§ Saved entries:
* * * * *

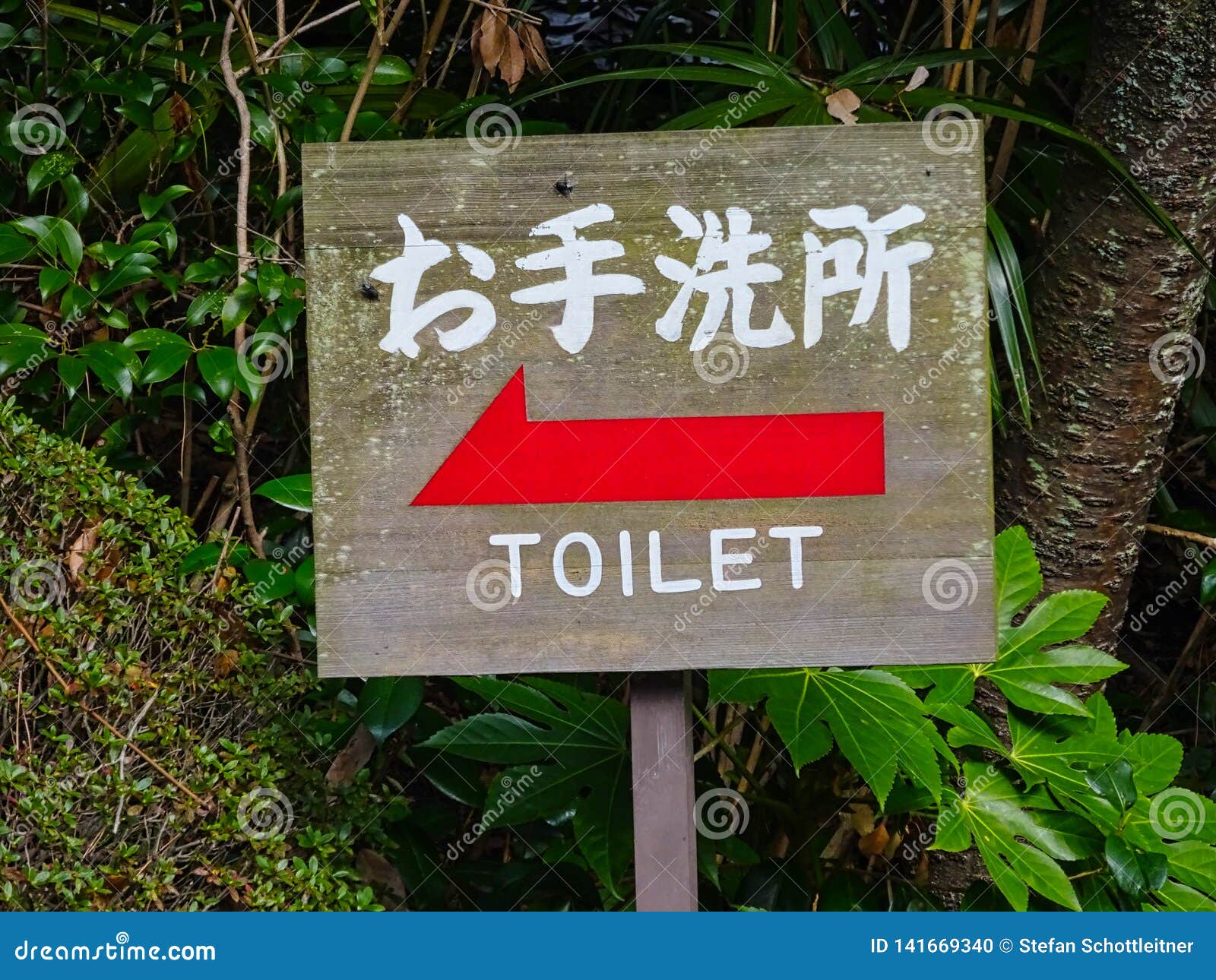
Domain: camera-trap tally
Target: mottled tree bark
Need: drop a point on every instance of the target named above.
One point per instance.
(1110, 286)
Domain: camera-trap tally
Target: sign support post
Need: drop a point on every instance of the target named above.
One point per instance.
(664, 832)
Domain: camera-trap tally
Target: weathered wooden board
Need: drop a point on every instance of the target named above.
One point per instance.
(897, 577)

* * * * *

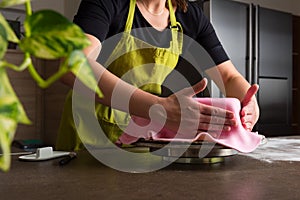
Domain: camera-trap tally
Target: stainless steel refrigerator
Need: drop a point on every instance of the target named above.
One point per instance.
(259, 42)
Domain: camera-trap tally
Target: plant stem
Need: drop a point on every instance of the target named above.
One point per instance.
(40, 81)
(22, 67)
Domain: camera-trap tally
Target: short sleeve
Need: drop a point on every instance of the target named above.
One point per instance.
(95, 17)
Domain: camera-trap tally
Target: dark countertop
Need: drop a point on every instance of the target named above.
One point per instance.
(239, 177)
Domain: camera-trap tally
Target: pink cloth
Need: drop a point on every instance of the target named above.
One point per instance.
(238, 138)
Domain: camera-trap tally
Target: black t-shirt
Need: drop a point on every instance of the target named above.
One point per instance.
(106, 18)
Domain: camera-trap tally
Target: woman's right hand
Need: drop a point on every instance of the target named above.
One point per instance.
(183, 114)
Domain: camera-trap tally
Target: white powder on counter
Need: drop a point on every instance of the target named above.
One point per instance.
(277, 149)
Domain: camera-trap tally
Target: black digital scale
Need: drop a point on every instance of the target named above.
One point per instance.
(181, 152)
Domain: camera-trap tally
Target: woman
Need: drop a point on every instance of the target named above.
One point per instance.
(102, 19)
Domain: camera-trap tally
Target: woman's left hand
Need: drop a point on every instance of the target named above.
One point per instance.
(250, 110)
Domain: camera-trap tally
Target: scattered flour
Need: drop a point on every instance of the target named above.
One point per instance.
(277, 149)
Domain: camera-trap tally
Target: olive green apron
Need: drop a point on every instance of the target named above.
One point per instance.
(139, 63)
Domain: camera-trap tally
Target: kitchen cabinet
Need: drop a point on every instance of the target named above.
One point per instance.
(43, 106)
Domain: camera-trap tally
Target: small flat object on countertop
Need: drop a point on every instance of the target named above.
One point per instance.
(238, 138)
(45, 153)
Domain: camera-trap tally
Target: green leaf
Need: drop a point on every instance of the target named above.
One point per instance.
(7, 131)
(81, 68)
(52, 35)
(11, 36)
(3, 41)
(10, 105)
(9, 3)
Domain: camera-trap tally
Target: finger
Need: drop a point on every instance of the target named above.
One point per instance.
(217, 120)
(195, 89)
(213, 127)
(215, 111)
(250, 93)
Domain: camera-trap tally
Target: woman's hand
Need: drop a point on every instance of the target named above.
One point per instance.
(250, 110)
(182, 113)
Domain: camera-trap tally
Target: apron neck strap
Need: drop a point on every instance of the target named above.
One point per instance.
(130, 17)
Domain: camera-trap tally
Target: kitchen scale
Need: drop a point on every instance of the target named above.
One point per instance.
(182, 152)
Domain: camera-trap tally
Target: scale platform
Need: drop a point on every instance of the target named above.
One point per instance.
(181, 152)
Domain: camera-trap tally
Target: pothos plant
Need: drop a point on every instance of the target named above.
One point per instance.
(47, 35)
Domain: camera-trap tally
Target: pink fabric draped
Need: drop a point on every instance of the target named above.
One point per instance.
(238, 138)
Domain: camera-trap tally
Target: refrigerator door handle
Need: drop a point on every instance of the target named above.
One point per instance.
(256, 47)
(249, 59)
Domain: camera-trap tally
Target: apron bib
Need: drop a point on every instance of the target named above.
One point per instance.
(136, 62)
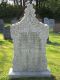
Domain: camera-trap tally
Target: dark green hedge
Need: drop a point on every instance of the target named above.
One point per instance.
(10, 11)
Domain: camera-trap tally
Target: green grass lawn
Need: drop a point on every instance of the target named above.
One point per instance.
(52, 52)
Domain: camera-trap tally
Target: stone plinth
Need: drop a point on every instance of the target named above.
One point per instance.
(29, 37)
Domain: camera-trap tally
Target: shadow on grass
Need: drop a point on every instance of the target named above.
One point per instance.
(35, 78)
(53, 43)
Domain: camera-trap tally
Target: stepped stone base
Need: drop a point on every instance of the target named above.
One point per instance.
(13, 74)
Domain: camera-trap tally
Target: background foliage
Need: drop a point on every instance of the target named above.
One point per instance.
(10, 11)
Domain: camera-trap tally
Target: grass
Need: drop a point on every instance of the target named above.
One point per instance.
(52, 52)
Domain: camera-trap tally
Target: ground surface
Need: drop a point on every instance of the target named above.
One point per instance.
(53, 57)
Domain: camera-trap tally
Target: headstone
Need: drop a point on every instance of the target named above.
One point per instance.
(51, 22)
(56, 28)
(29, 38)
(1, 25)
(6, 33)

* * * * *

§ TASK DETAILS: All that belongs in the answer is the run of lines above from the line containing "Target: black t-shirt" through the line containing "Target: apron neck strap", exactly as written.

§ RESPONSE TO THIS TASK:
Target: black t-shirt
Need: drop a point on every instance of the target named above.
One point per instance.
(106, 18)
Domain: camera-trap tally
Target: woman's right hand
Need: drop a point on every instance of the target named above.
One point per instance.
(183, 114)
Domain: camera-trap tally
Target: white powder on counter
Need: drop a point on every instance of the target named above.
One point per instance.
(277, 149)
Domain: camera-trap tally
Target: black digital scale
Need: drop a point on every instance of the target named above.
One point per instance.
(181, 152)
Domain: camera-trap tally
Target: woman
Need: drop a point on every instance of the target named above.
One point per instance.
(102, 19)
Domain: camera-trap tally
Target: woman's left hand
Need: drop a point on every instance of the target named above.
One point per instance.
(250, 110)
Domain: camera-trap tally
Target: scattered flour
Need: drop a point on every instance of the target named above.
One point per instance.
(277, 149)
Domain: camera-trap tally
Target: olive green apron
Need: drop a point on every instance of the target named above.
One point per instance.
(139, 63)
Domain: camera-trap tally
Target: kitchen cabinet
Need: drop a point on every instance of the target named above.
One point per instance.
(43, 106)
Domain: camera-trap tally
Target: small flat object on countertop
Need: drop a point on every instance of the target named above.
One point per instance.
(238, 138)
(45, 153)
Domain: camera-trap tally
Target: green leaf
Need: drop a point on every instance of the target named above.
One point per instance.
(7, 131)
(81, 68)
(52, 35)
(11, 36)
(3, 41)
(10, 105)
(9, 3)
Domain: camera-trap tally
Target: finger
Need: drop a point on every instance of the target named above.
One point per instance.
(217, 120)
(195, 89)
(213, 127)
(215, 111)
(250, 93)
Domain: camera-trap tally
Target: woman's hand
Need: drop a point on every instance of the target named above.
One point per instance.
(250, 110)
(182, 113)
Domain: camera-trap tally
Target: apron neck strap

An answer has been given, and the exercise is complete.